Sen Hiç Ateş Böceği Gördün Mü izlenir mi?

12.04.2021
A+
A-

Netflix’in Türk yapımı filmi Sen Hiç Ateş Böceği Gördün Mü seyircinin beğenisini topluyor. Yılmaz Erdoğan’ın senaryosunu yazdığı filmin başrol oyuncusu Ecem Erkek…

Sen Hiç Ateş Böceği Gördün Mü izlenir mi?

Sen Hiç Ateş Böceği Gördün Mü izlenir mi? Yorumlar nasıl? Netflix’in Türk yapımı film daha ilk günden ilk sırada yer aldı. Netflix seyircisinin Türkiye sıralamasında en üst sıraya taşıdığı Sen Hiç Ateş Böceği Gördün Mü hakkında gelen ilk tepkiler olumlu. Sosyal medyadan gelen yorumlara bakılırsa seyirciler filmi beğendi.

‘Sen Hiç Ateş Böceği Gördün Mü’ Netflix dijital platformunun Türk yapımlarının yenisi… Filmin senaryosu Yılmaz Erdoğan’a ait. ‘Sen Hiç Ateş Böceği Gördün Mü’, Yılmaz Erdoğan’ın önce tiyatro için yazdığı sonra da sinemaya taşıdığı bir film.

Netflix’te birinci sırada

‘Sen Hiç Ateş Böceği Gördün mü’ bir döneme tiyatroda damga vurmuştu. Oyununun film versiyonu, dün Netflix’te gösterime girdi. Netflix’in en yeni Türk yapımı filmi olan “Sen Hiç Ateş Böceği Gördün Mü?”, çıkışının hemen ardından Netflix Türkiye’de 1. sıraya oturdu.

Tiyatroda oyun olarak ‘Sen Hiç Ateş Böceği Gördün mü’ seyredenler, filmi için de Netflix’e akın etti. Netflix’teki yayınla birlikte ‘Sen Hiç Ateş Böceği Gördün mü’ izleyicilerden övgü aldı.

‘Sen Hiç Ateş Böceği Gördün Mü’ daha önce tiyatro oyunu olarak sahnelendi.

Tiyatrodan sinemaya ‘Sen Hiç Ateş Böceği Gördün Mü’

‘Sen Hiç Ateş Böceği Gördün Mü’ 1999’da sahnelenmeye başlanmıştı. Efsaneleşmiş tiyatro oyunu “Sen Hiç Ateş Böceği Gördün Mü?”, Yılmaz Erdoğan tarafından askerdeyken yazıldı. İlk kez 1999’da, İstanbul’daki BKM’de sahnelenen oyun 1 milyondan fazla kişi tarafından izlendi. Tam 505 kere sahnelenen oyunun filmleşmesi fikri ilk kez 2009 yılında ortaya atıldı. Yılmaz Erdoğan bir röportajında “Sen Hiç Ateş Böceği Gördün Mü?”nün filmini yapmak istiyorum. Ciddi bir prodüksiyon. Beş dönem anlatan bir film. Gündemde ilk o var.” açıklamalarında bulunmuştu.

● ● ● ● ● ● ●

### İstenen görev 1
Şu ifadelerin Sen Hiç Ateş Böceği Gördün Mü üzerine olan metne uyup uymadığını evet ya da hayır ile belirtin ve her birinde karara dayanak olan ifadeyi metinden aynen aktarın:
(a) Oyun ilk kez 1999’da İstanbul’da sahnelendi.
(b) Oyun 505 kereden az sahnelendi.
(c) Filmin senaryosunu Ecem Erkek yazdı.
### İstenen görev 2
Sen Hiç Ateş Böceği Gördün Mü üzerine olan metne göre şu soruları yanıtlayın:
(a) Film Netflix Türkiye’de çıkışının hemen ardından kaçıncı sıraya oturdu?
(b) Tiyatro oyunu kaç kişiden fazla seyirci tarafından izlendi?
(c) Oyunun filmleşmesi fikri ilk kez hangi yıl ortaya atıldı?
Ardından gelen verilerin metinle hiçbir ilgisi yoktur.

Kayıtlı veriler
● ● ● ● ● ● ●

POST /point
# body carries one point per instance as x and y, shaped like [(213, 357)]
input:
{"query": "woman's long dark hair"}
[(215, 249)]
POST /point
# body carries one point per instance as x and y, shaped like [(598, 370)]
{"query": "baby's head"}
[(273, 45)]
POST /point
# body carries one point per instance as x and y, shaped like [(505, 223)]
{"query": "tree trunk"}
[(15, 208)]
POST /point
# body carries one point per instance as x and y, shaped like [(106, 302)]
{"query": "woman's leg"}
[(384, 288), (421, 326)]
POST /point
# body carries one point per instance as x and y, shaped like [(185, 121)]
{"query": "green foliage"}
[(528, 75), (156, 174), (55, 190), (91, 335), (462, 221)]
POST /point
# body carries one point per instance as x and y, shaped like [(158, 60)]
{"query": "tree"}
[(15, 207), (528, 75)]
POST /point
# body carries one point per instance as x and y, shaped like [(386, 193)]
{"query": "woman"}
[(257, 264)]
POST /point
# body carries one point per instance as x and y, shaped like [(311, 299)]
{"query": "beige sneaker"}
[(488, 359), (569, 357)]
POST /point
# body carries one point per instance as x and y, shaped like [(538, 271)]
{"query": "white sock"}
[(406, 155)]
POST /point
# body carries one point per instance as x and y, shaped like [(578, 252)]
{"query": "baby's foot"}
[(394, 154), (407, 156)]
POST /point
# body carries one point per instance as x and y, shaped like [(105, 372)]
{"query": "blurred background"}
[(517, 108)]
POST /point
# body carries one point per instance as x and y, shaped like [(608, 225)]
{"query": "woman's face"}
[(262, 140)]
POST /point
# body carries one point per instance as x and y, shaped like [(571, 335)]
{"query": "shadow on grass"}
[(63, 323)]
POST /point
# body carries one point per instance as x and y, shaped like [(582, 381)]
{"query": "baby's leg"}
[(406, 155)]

● ● ● ● ● ● ●

### Alıştırma çözümü 1
(a) Evet: "İlk kez 1999’da, İstanbul’daki BKM’de sahnelenen oyun"
(b) Hayır: "Tam 505 kere sahnelenen"
(c) Hayır: "Filmin senaryosu Yılmaz Erdoğan’a ait."

### Alıştırma çözümü 2
(a) 1. sıraya
(b) 1 milyondan fazla kişi
(c) 2009